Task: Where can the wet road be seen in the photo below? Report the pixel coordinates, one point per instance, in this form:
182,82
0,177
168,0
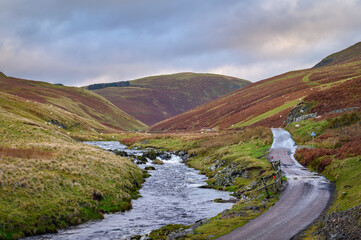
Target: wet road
304,199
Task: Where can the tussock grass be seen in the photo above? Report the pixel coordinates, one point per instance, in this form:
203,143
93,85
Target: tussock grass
337,155
47,179
243,150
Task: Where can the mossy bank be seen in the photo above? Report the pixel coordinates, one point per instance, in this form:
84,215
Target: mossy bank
232,161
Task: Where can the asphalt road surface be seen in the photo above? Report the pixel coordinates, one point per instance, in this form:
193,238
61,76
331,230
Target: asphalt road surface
304,199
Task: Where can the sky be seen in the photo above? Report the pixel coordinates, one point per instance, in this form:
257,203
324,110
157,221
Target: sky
83,42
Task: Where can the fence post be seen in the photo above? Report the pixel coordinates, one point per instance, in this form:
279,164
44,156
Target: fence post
264,184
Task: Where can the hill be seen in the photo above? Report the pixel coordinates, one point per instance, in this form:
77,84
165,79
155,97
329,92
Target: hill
47,179
268,103
69,107
156,98
350,54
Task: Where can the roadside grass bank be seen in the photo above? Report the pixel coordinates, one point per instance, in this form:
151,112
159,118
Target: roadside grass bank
50,181
337,156
232,161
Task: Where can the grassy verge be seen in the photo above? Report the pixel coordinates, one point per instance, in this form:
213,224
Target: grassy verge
337,155
50,181
233,161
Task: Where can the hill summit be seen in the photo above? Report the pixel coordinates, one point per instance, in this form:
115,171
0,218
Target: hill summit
153,99
350,54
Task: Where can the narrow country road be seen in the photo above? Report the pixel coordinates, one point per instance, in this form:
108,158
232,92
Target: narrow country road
304,199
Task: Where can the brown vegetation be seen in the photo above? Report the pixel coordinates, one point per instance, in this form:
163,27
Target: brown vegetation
27,153
156,98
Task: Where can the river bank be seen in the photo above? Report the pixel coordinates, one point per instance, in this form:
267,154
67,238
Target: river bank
170,195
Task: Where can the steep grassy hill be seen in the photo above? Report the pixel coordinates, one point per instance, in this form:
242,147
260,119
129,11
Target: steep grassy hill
156,98
87,109
269,102
350,54
48,180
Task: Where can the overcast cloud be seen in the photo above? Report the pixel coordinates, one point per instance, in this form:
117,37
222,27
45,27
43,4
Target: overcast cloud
82,42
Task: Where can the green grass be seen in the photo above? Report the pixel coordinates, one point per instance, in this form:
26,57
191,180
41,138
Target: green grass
347,175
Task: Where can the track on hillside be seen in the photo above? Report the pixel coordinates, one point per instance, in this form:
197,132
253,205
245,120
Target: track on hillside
304,199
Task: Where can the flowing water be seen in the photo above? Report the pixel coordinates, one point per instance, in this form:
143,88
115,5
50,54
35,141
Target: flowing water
170,195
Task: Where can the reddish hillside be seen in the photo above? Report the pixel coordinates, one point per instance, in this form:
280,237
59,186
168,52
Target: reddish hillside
156,98
81,102
269,102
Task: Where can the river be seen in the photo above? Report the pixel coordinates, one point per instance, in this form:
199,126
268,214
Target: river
171,195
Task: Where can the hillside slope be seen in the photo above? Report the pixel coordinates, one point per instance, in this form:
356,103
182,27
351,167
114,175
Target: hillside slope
268,102
156,98
350,54
88,110
47,179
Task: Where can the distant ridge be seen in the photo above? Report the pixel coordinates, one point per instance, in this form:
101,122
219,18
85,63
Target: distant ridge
105,85
93,111
309,92
153,99
349,54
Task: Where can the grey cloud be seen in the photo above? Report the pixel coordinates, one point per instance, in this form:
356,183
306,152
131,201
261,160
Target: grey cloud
87,41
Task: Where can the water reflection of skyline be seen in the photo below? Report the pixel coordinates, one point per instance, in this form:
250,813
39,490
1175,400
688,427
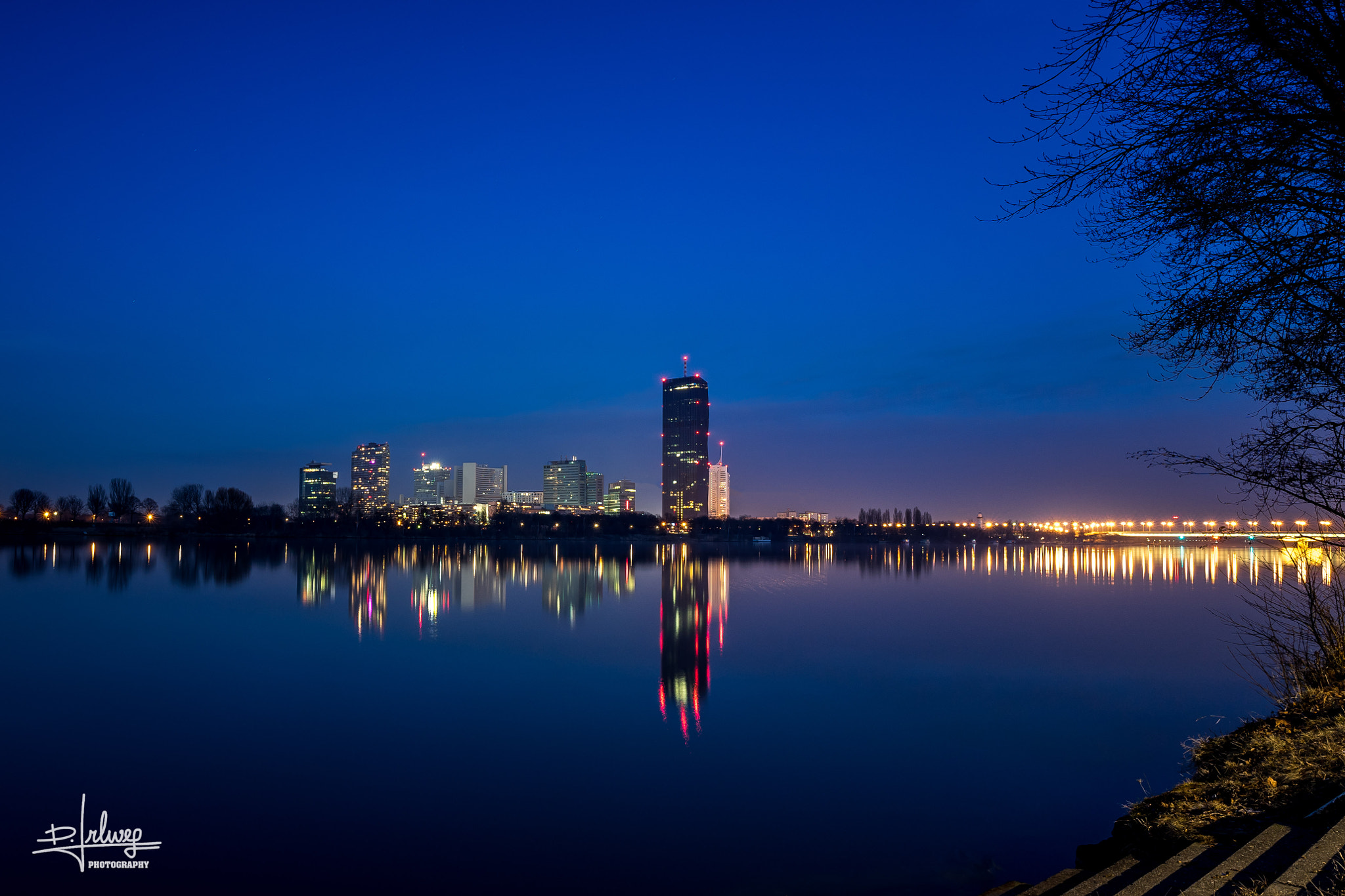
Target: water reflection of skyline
692,606
417,589
569,582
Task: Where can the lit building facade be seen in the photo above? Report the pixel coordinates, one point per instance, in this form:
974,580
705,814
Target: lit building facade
686,463
430,482
718,490
370,469
317,490
594,490
479,484
565,484
619,499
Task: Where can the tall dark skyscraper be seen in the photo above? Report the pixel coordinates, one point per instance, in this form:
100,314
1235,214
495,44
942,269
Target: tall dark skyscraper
686,461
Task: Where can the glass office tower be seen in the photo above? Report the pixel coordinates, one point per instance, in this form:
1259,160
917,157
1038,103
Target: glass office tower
317,490
686,461
370,467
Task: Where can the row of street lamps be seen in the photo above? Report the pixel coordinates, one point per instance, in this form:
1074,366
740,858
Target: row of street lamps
1211,524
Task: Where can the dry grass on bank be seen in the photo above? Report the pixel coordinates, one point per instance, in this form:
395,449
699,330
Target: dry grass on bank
1278,767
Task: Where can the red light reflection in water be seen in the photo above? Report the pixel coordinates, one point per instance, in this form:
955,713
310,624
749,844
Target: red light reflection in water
693,601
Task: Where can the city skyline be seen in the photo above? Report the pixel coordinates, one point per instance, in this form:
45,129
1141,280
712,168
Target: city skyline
139,215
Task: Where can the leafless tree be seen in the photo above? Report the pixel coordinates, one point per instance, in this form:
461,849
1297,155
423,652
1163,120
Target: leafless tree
70,507
22,503
97,501
1292,636
1210,137
188,500
121,498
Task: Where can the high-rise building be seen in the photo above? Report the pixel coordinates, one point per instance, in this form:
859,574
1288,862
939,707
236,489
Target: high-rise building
317,489
430,482
594,490
718,489
686,464
619,499
370,468
481,484
565,484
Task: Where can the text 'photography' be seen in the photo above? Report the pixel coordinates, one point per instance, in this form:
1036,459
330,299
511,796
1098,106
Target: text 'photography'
368,521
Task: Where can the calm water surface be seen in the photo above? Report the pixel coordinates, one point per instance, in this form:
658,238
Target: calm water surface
315,717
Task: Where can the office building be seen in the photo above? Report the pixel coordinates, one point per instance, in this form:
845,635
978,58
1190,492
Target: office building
481,484
430,482
370,469
686,464
565,485
619,499
718,489
317,490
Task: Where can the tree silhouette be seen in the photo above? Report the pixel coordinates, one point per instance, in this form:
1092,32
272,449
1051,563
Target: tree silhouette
97,501
187,500
1210,136
70,507
121,498
22,503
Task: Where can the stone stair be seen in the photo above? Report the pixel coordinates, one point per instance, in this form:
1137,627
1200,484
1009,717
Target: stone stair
1281,860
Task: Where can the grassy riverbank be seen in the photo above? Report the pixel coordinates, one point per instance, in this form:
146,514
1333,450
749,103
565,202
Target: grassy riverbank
1275,769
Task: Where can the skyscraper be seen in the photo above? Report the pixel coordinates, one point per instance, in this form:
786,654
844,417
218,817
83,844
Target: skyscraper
686,464
481,484
592,490
619,499
565,484
317,489
370,467
430,479
718,489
# # # # # # #
Each record must be quoted in full and exactly. Do not include the pictures.

Task: Where can the wet road be seen in the photo below? Report the pixel coordinates, one point per instance, in this form:
182,82
0,177
168,0
Target: wet road
304,199
Task: Where can the tussock grass be seen in the photo above? Report the pixel coordinates, one point per instance, in this form:
203,143
93,85
Target: tussock grass
337,155
47,179
243,150
Task: Where can the mossy bank be seen in the photo above? Report the pixel coordinates, one point per instance, in this form:
84,215
Target: mossy bank
232,161
Task: Where can the asphalt road surface be seen in the photo above? Report the pixel coordinates, one point per instance, in this form:
193,238
61,76
331,230
Target: asphalt road surface
304,199
Task: Where can the sky be seen in the photo above? Report the pixel coordinates, one point per instance, in this form:
257,203
324,110
157,221
Target: sky
83,42
Task: Where can the fence post be seen in the photo above? Report the pixel coordinates, one point per instance, in this form:
279,164
44,156
Target: fence post
264,184
Task: Where can the hill be seen in the photo above? Report the pixel coordinates, one point per instance, in this form:
77,84
165,79
155,97
329,92
Target: hill
47,179
268,103
69,107
156,98
350,54
Task: Where can the roadside grass bank be seen in the photo above? Report the pixel coordinates, one point per instance, in this form:
151,112
159,118
Target: roadside grass bank
50,181
337,156
232,161
Task: Where can the grassy verge be seen in the photo above? Report the pixel coordinates, one point per instance, in this form:
213,224
Target: grassy verge
337,155
50,181
233,161
Task: Where can the hill summit be seen in the photo above? Report the pixel coordinates, one point per instance, in this form:
115,171
0,218
Target: hill summit
153,99
350,54
Task: Where can the narrow country road be seen in the photo above? Report the pixel coordinates, one point per instance, in this form:
108,158
232,92
Target: narrow country road
304,199
Task: Where can the brown vegetation be seen in the photo above? Report the pixel coordinates, one point per instance, in this form:
163,27
Target: brown vegetation
27,153
156,98
Task: Where can the river bank be seen in the photo above? Report the pixel coordinates, one point per instance, in this form:
267,154
67,238
Target: river bank
170,195
Task: Where can the steep grassy hill be seen in the photo above? Report the pixel coordinates, one point per instance, in this form:
242,147
260,119
129,11
Target: steep grassy hill
156,98
87,109
269,102
350,54
48,180
Task: Where can the overcast cloud be seen in the photo above? Report the pixel coordinates, one point per instance, in this form:
117,37
222,27
45,27
43,4
Target: overcast cloud
82,42
Task: Where can the green grass be seen in the photo above? Report the pixel coordinates, one point per instance, in this form:
26,57
191,180
41,138
Target: green grass
347,175
Task: Where can the track on hillside be seen in the photo above? Report the pixel coordinates, one point per instance, in this form:
197,132
253,205
245,120
Target: track on hillside
304,199
Task: Where can the flowing water be seen in the photo above? Report the pixel coordinates, one point per instance, in this form:
143,88
115,5
50,54
35,141
Target: flowing water
170,195
Task: Where can the reddish hillside be seen in the photo above? Report the pixel coordinates, one point per instance, in this form:
280,237
59,186
168,52
Target: reddish hillside
156,98
81,102
269,102
Task: Where can the river be seen in the photo above? Report the pixel coordinates, one point per instance, in this form:
199,126
268,214
Target: river
171,195
Task: Where can the hillside slope be seen in the photo above? Report the pixel coordinates, one point per instance, in this form:
356,103
182,27
351,167
114,175
Target: hillside slope
268,102
156,98
350,54
88,110
47,179
Task: Where can the distant ridge be seen in the photo above? Report the pixel coordinates, one point per instance, in this form:
101,122
219,18
85,63
Target: distant ridge
105,85
93,111
309,92
153,99
349,54
Task: Where can the grey cloud be seen in the photo above? Report the pixel coordinates, one point per instance, in this form:
356,183
306,152
131,201
261,160
Target: grey cloud
87,41
Task: Where can the water reflection of skyline be seen in the photo below? Report the pixel coordinates, one point per instance, in this form:
250,813
39,490
1175,400
688,427
Target: water reflection of skyline
692,606
417,589
569,582
Task: Where can the lit building facade be seen in the photo above? Report the pixel coordinates, one point per instance, in this form:
974,580
705,814
Target: lit building facade
686,463
430,482
718,490
370,469
317,490
594,490
479,484
565,484
619,499
Task: Where can the tall dark skyscraper be seen in the photo above? Report the pixel coordinates, one point per instance, in this form:
100,314
1235,214
495,44
942,269
Target: tall dark skyscraper
686,461
Task: Where can the glass office tower be seen in the photo above? Report the pixel coordinates, one point per instance, in this form:
1259,160
917,157
1038,103
Target: glass office tower
317,490
686,461
370,467
Task: Where can the row of street lamps be seen in the photo above? Report the pixel coordinates, one point per instance, in this form:
1074,366
740,858
Target: row of street lamps
1211,524
Task: Where can the dry grass on bank be seen in the photo above? Report the pixel coordinates, one point per instance, in this form:
395,449
699,330
Target: dry grass on bank
1278,767
Task: Where can the red light reflection in water be seen in the photo above? Report the pixel coordinates, one point per instance, in this form:
955,713
310,624
749,844
Target: red light reflection in water
693,601
Task: Where can the city skyline be seen in the photo above? Report the pixel coordinates, one point per instance, in this form:
45,129
1141,280
712,168
Target: city skyline
139,215
Task: Where can the leafless tree be seen in the photo above? Report the pixel coordinates, one point per instance, in this form:
461,849
1297,155
423,652
1163,120
Target: leafless tree
70,507
22,503
97,501
1292,636
1210,137
188,500
121,498
Task: Where can the high-rise building be seen in the photo above? Report the pixel coordinates, one point per instance, in this form:
859,574
1288,862
939,707
236,489
Target: high-rise building
317,489
430,482
594,490
718,489
686,464
619,499
370,468
481,484
565,484
Task: Where can the text 'photography' be seen in the photo above? Report the pixel coordinates, one point per instance, in this form:
1036,459
330,299
511,796
1098,106
Target: text 'photography'
368,521
Task: Where can the calm water surface be seen in the photo above? Report the pixel coordinates, one point per instance, in this form:
658,238
Target: calm water surface
315,717
Task: Where can the office building be seen in the photo above? Report the pixel coordinates, one point per instance, in this form:
845,635
978,58
1190,492
Target: office building
481,484
430,482
370,469
686,464
565,485
619,499
718,489
317,490
Task: Where can the tree silhouette be seen in the photo above? Report the pixel coordinates, one point per instance, in this form:
1092,32
272,449
1051,563
Target: tree silhouette
97,501
187,500
1210,136
70,507
121,498
22,503
Task: Where can the stone stair be seen in the photo above? Report the pixel coordinates, one point per instance, in this form:
1137,627
1200,484
1009,717
Target: stone stair
1281,860
Task: Where can the grassy riverbank be seen in the photo above? Report the pixel coordinates, one point per instance, in this form:
146,514
1333,450
749,103
565,202
Target: grassy riverbank
1275,769
Task: Where can the skyscraper be seen in the photo above? Report the pixel coordinates, one point per instance, in this form:
786,654
844,417
218,817
83,844
Target: skyscraper
686,464
481,484
592,490
619,499
565,484
317,489
370,467
430,479
718,489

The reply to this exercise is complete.